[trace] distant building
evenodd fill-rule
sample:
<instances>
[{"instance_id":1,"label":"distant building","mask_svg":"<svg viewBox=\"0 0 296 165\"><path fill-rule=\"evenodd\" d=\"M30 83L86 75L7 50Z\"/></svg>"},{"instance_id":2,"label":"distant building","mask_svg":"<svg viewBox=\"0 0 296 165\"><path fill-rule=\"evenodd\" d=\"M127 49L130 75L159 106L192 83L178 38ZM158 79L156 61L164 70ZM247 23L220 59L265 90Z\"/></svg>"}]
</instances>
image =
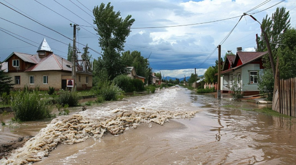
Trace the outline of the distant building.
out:
<instances>
[{"instance_id":1,"label":"distant building","mask_svg":"<svg viewBox=\"0 0 296 165\"><path fill-rule=\"evenodd\" d=\"M233 81L242 84L245 95L259 94L259 75L263 74L262 56L267 52L238 51L235 55L227 55L221 72L221 88L223 92L229 92Z\"/></svg>"},{"instance_id":2,"label":"distant building","mask_svg":"<svg viewBox=\"0 0 296 165\"><path fill-rule=\"evenodd\" d=\"M146 79L146 78L144 77L137 76L137 73L136 73L136 70L134 67L128 67L127 68L128 69L127 76L128 77L132 78L132 79L141 80L143 83L145 83L145 79Z\"/></svg>"},{"instance_id":3,"label":"distant building","mask_svg":"<svg viewBox=\"0 0 296 165\"><path fill-rule=\"evenodd\" d=\"M65 89L67 80L72 79L72 63L54 54L45 38L37 53L33 55L13 52L3 61L2 69L12 78L14 88L28 85L40 90L47 90L49 86ZM72 82L77 90L92 87L92 73L87 69L76 68L76 80Z\"/></svg>"}]
</instances>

+++

Gather every line of the data above that contains the string "viewBox".

» **Solution to this task**:
[{"instance_id":1,"label":"distant building","mask_svg":"<svg viewBox=\"0 0 296 165\"><path fill-rule=\"evenodd\" d=\"M30 83L86 75L7 50Z\"/></svg>"},{"instance_id":2,"label":"distant building","mask_svg":"<svg viewBox=\"0 0 296 165\"><path fill-rule=\"evenodd\" d=\"M127 49L130 75L159 106L192 83L178 38ZM158 79L156 61L164 70ZM247 23L220 59L265 90Z\"/></svg>"}]
[{"instance_id":1,"label":"distant building","mask_svg":"<svg viewBox=\"0 0 296 165\"><path fill-rule=\"evenodd\" d=\"M233 81L242 84L245 95L259 94L259 75L263 74L262 56L267 52L238 51L235 55L227 55L221 72L221 88L223 92L229 92Z\"/></svg>"},{"instance_id":2,"label":"distant building","mask_svg":"<svg viewBox=\"0 0 296 165\"><path fill-rule=\"evenodd\" d=\"M146 79L146 78L144 77L137 76L137 73L136 73L136 70L134 67L128 67L127 68L128 69L127 76L128 77L132 78L132 79L141 80L143 83L145 83L145 79Z\"/></svg>"},{"instance_id":3,"label":"distant building","mask_svg":"<svg viewBox=\"0 0 296 165\"><path fill-rule=\"evenodd\" d=\"M65 89L67 80L72 79L72 63L54 54L45 38L37 53L33 55L13 52L3 61L2 69L12 78L14 88L28 85L40 90L47 90L49 86ZM72 82L77 90L92 87L92 73L87 69L76 68L76 80Z\"/></svg>"}]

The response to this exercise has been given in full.